抜粋本文 ::
....
試合終了の笛が鳴った。その時、もう1つのW杯を見つけた。

敗れたポーランドのFWレバンドフスキが、フランスのFWエムバペを笑顔で抱きしめ、頭にキスをした。W杯カタール大会の決勝トーナメント1回戦のフランス-ポーランド戦は試合後、一発勝負の緊張感が一瞬にして、温かい平和な空気に変わった。

3点を先行されたポーランドの完敗だった。それでも、レバンドフスキはロスタイムにPKを決めて、ブンデスリーガ5年連続得点王の意地を見せた。86年以来9大会ぶりの1次リーグ突破に貢献して母国の期待に応えた彼は、実はウクライナの国旗と同じ青と黄色のキャプテンマーク(腕章)を大会に持参していた。

ウクライナ支援の募金を呼びかけてきたレバンドフスキは、9月に首都ワルシャワでウクライナ代表の元エースで代表監督も務めたシェフチェンコ氏から腕章を託された。ウクライナは延期された欧州予選プレーオフでウェールズに惜敗。「反戦と平和を」「W杯で国民に夢を」。そんな果たせなかった思いが、腕章には込められていた。

ポーランドはロシアの侵攻以来、ウクライナ避難民を受け入れてきた。11月15日にはポーランド東部にもミサイルが着弾して2人死亡。代表チームのカタールへの移動は、戦闘機の護衛を受けたとも報じられた。そんな緊迫した情勢下で、W杯のピッチに立ち、満員のスタジアムで、死力を尽くしてサッカーができる。レバンドフスキの笑顔には、勝敗を超えた喜びがにじんでいたようにもみえた。
....
データソースのレコード
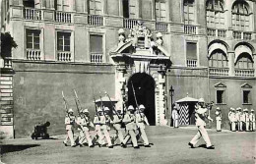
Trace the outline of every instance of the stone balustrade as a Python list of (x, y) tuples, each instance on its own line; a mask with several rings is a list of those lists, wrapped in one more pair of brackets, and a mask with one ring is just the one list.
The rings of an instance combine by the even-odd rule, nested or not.
[(96, 27), (103, 26), (103, 17), (102, 16), (96, 16), (96, 15), (89, 15), (88, 16), (88, 24), (90, 26), (96, 26)]
[(184, 33), (197, 34), (197, 27), (191, 25), (184, 25)]
[(197, 60), (195, 60), (195, 59), (188, 59), (187, 60), (187, 67), (197, 67)]
[(41, 10), (25, 8), (24, 18), (26, 20), (41, 20)]
[(91, 61), (91, 63), (102, 63), (103, 54), (102, 53), (91, 53), (90, 61)]
[(67, 12), (55, 11), (55, 22), (72, 23), (72, 14)]
[(41, 60), (41, 51), (34, 49), (27, 49), (28, 60)]
[(228, 76), (228, 68), (209, 68), (209, 74), (213, 76)]
[(69, 51), (58, 51), (57, 52), (57, 61), (61, 62), (71, 62), (71, 52)]

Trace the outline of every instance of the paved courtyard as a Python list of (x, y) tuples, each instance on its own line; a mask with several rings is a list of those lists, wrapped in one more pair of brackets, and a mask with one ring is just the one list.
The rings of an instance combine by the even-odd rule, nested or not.
[(134, 149), (115, 146), (107, 147), (65, 147), (64, 136), (47, 140), (15, 139), (4, 140), (1, 160), (6, 164), (55, 164), (55, 163), (256, 163), (256, 133), (217, 133), (209, 131), (214, 150), (197, 148), (187, 143), (196, 134), (193, 128), (172, 129), (168, 127), (147, 127), (151, 148), (141, 146)]

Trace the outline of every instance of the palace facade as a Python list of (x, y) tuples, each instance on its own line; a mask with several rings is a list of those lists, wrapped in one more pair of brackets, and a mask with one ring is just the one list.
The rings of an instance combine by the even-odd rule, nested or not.
[(49, 121), (63, 134), (61, 92), (76, 109), (73, 89), (92, 117), (107, 91), (157, 126), (170, 125), (171, 103), (203, 97), (228, 129), (230, 107), (256, 107), (255, 11), (253, 0), (2, 0), (1, 31), (18, 47), (1, 68), (0, 130), (30, 137)]

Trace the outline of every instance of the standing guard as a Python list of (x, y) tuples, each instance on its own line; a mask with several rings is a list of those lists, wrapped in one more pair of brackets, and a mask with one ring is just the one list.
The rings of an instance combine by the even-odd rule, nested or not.
[(103, 115), (99, 117), (100, 119), (100, 125), (101, 125), (101, 130), (103, 131), (104, 137), (107, 141), (107, 146), (108, 148), (113, 148), (111, 138), (110, 138), (110, 116), (109, 116), (109, 108), (104, 107)]
[(178, 111), (177, 111), (177, 107), (173, 106), (173, 110), (172, 110), (172, 119), (173, 119), (173, 128), (178, 128), (178, 119), (179, 119), (179, 115), (178, 115)]
[(96, 127), (96, 136), (97, 136), (97, 142), (98, 142), (98, 146), (102, 146), (105, 144), (105, 141), (103, 140), (104, 137), (101, 133), (101, 128), (100, 128), (100, 117), (102, 115), (102, 110), (99, 108), (97, 108), (97, 114), (96, 114), (95, 119), (94, 119), (94, 124)]
[(151, 145), (149, 143), (148, 137), (147, 137), (146, 132), (145, 132), (145, 123), (147, 124), (147, 126), (150, 126), (150, 124), (149, 124), (147, 117), (144, 114), (144, 110), (145, 110), (145, 106), (141, 104), (139, 106), (139, 111), (135, 115), (136, 124), (137, 124), (139, 131), (140, 131), (142, 139), (144, 141), (144, 146), (145, 147), (151, 147)]
[(255, 115), (254, 115), (254, 110), (251, 109), (251, 113), (249, 115), (250, 119), (250, 131), (255, 131)]
[(249, 113), (248, 113), (248, 109), (244, 109), (244, 123), (245, 123), (245, 131), (248, 132), (250, 131), (249, 130), (249, 127), (250, 127), (250, 118), (249, 118)]
[(206, 126), (206, 122), (205, 119), (208, 118), (208, 120), (213, 121), (209, 116), (207, 117), (207, 108), (204, 108), (204, 99), (200, 98), (198, 105), (199, 106), (195, 106), (196, 108), (196, 126), (198, 128), (198, 133), (196, 134), (196, 136), (192, 138), (192, 140), (188, 143), (188, 145), (191, 146), (191, 148), (195, 148), (195, 144), (198, 142), (198, 140), (200, 139), (201, 137), (203, 137), (205, 142), (206, 142), (206, 148), (207, 149), (215, 149), (214, 145), (212, 145), (208, 133), (205, 129)]
[(135, 136), (135, 131), (136, 131), (136, 125), (135, 125), (135, 116), (132, 114), (134, 111), (134, 108), (132, 105), (130, 105), (127, 109), (126, 114), (124, 115), (123, 118), (123, 123), (125, 124), (126, 131), (128, 131), (128, 136), (124, 139), (124, 144), (129, 140), (129, 138), (132, 138), (132, 143), (134, 148), (140, 148), (138, 146), (138, 142), (136, 139)]
[(222, 132), (222, 111), (220, 107), (216, 109), (216, 131)]
[(113, 128), (116, 132), (116, 136), (118, 137), (121, 146), (122, 147), (126, 147), (126, 144), (124, 144), (123, 142), (123, 134), (121, 131), (121, 123), (122, 123), (122, 118), (120, 118), (120, 116), (122, 116), (121, 114), (121, 110), (116, 110), (117, 113), (113, 113), (113, 120), (111, 120), (111, 124), (113, 125)]
[(74, 124), (75, 124), (76, 117), (74, 116), (74, 111), (70, 108), (68, 110), (68, 114), (65, 118), (65, 125), (66, 125), (66, 131), (67, 131), (67, 137), (63, 143), (65, 146), (67, 146), (68, 139), (70, 139), (71, 147), (75, 147), (75, 141), (74, 141)]

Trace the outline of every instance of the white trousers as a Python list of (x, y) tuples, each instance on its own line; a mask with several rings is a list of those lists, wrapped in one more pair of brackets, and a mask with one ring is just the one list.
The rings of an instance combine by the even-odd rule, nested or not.
[(198, 142), (198, 140), (201, 138), (201, 137), (203, 137), (205, 142), (206, 142), (206, 146), (209, 147), (212, 145), (208, 133), (205, 129), (204, 126), (198, 126), (198, 133), (196, 134), (196, 136), (192, 138), (192, 140), (190, 141), (192, 144), (196, 144)]
[(74, 136), (73, 136), (73, 131), (72, 130), (67, 130), (67, 137), (64, 140), (64, 143), (68, 142), (68, 139), (70, 139), (71, 146), (75, 145), (75, 140), (74, 140)]
[(216, 121), (216, 131), (222, 131), (222, 120)]

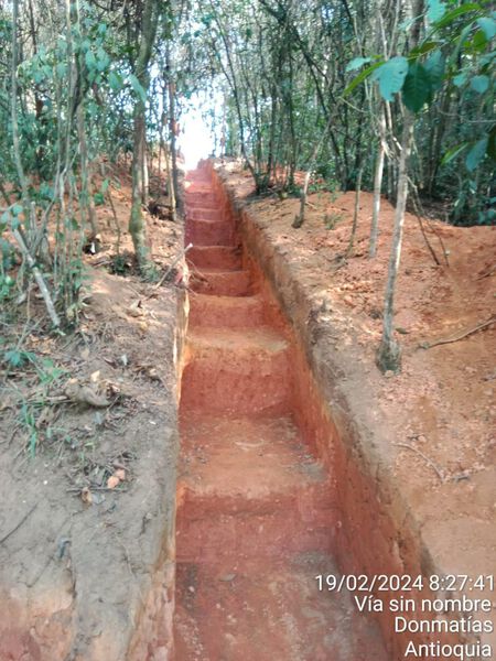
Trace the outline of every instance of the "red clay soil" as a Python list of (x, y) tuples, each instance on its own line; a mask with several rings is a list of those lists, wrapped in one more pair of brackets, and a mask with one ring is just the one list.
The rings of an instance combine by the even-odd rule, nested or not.
[[(354, 193), (311, 195), (306, 221), (295, 231), (296, 199), (254, 198), (252, 182), (237, 164), (218, 171), (215, 189), (238, 209), (237, 227), (259, 264), (258, 282), (276, 293), (305, 355), (296, 355), (296, 418), (338, 480), (341, 567), (369, 575), (494, 575), (496, 325), (422, 347), (456, 339), (494, 318), (496, 228), (428, 223), (436, 266), (417, 218), (407, 214), (395, 319), (403, 369), (384, 377), (375, 351), (392, 207), (382, 201), (378, 256), (369, 260), (371, 195), (363, 194), (354, 253), (337, 268), (348, 243)], [(306, 361), (319, 387), (306, 377)], [(337, 436), (315, 430), (313, 420), (323, 415), (319, 402), (331, 411)], [(494, 603), (494, 593), (483, 596)], [(382, 622), (384, 631), (389, 627)], [(496, 642), (494, 633), (482, 639)], [(400, 658), (403, 642), (396, 642)]]
[(319, 590), (333, 484), (294, 420), (291, 336), (205, 170), (186, 183), (188, 241), (175, 660), (386, 660), (376, 622)]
....
課題 ::
[1] レコードのうち、「Trace the outline of every instance of the white」を含む行から始め、「[(216, 121), (216, 131), (222, 131), (222, 120)]」を含む行までを、空行を除いて、「番号」と「内容」の2列のMarkdown表で表してください。
[2] W杯カタール大会でのレバンドフスキについての抜粋本文を、最後の文の後から書き継いでください。

解答 ::
[1]
| 番号 | 内容 |
|---|---|
| 1 | Trace the outline of every instance of the white trousers as a Python list of (x, y) tuples, each instance on its own line; a mask with several rings is a list of those lists, wrapped in one more pair of brackets, and a mask with one ring is just the one list. |
| 2 | The rings of an instance combine by the even-odd rule, nested or not. |
| 3 | [(198, 142), (198, 140), (201, 138), (201, 137), (203, 137), (205, 142), (206, 142), (206, 146), (209, 147), (212, 145), (208, 133), (205, 129), (204, 126), (198, 126), (198, 133), (196, 134), (196, 136), (192, 138), (192, 140), (190, 141), (192, 144), (196, 144)] |
| 4 | [(74, 136), (73, 136), (73, 131), (72, 130), (67, 130), (67, 137), (64, 140), (64, 143), (68, 142), (68, 139), (70, 139), (71, 146), (75, 145), (75, 140), (74, 140)] |
| 5 | [(216, 121), (216, 131), (222, 131), (222, 120)] |

[2]
W杯という強い光の前に、私たちは戦争という現実を忘れがちになる。しかし、本当は4年に1度、W杯に出場できるという保証は誰にもないのだ。90年大会でベスト8に進出した、あのイビチャ・オシム氏が率いた旧ユーゴスラビアも、内戦による制裁で94年大会に出場できなかった。戦火はいつ、どこで上がるか予想などできない。

日本サッカー界最初の奇跡は1936年ベルリン五輪で優勝候補スウェーデンを撃破した“ベルリンの奇跡”。開会式前日に40年東京五輪開催が決まり、選手たちは“4年後は”の思いで聖火を見ていたに違いない。だが、東京に聖火はこなかった。戦争という時代と重なったのだ。その無念はいかばかりか。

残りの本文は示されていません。